Short problem -
Render the data below as a JSON list of strings, one string per line, with blank lines left out.

Data for this exercise -

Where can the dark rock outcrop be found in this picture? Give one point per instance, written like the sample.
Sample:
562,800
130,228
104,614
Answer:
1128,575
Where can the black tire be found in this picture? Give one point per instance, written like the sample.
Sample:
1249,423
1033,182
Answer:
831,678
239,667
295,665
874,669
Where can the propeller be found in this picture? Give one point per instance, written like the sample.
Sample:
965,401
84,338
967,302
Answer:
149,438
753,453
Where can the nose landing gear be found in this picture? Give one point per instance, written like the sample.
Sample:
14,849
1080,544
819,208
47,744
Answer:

Output of the task -
[
  "Where can the dark rock outcrop be found in this picture? Give one point per instance, written like the sample.",
  "Sample:",
  "562,800",
  "130,228",
  "104,614",
  "Answer:",
  "1128,575",
  "Where can the black tire be found in this picture? Give one point per instance, written like the sample.",
  "Sample:",
  "1249,423",
  "1033,182",
  "Answer:",
  "831,678",
  "239,667",
  "295,665",
  "874,669",
  "Where can the propeller be found in this picture? Give one point per instance, written like the sample.",
  "Sample:",
  "965,401",
  "84,338",
  "967,302",
  "Answer:",
  "149,438",
  "753,453",
  "Where can the nose landing gear be found in this picture? Give one point per instance, written like the sample.",
  "Sample:",
  "14,849",
  "1080,544",
  "819,208",
  "47,744",
  "Answer:"
]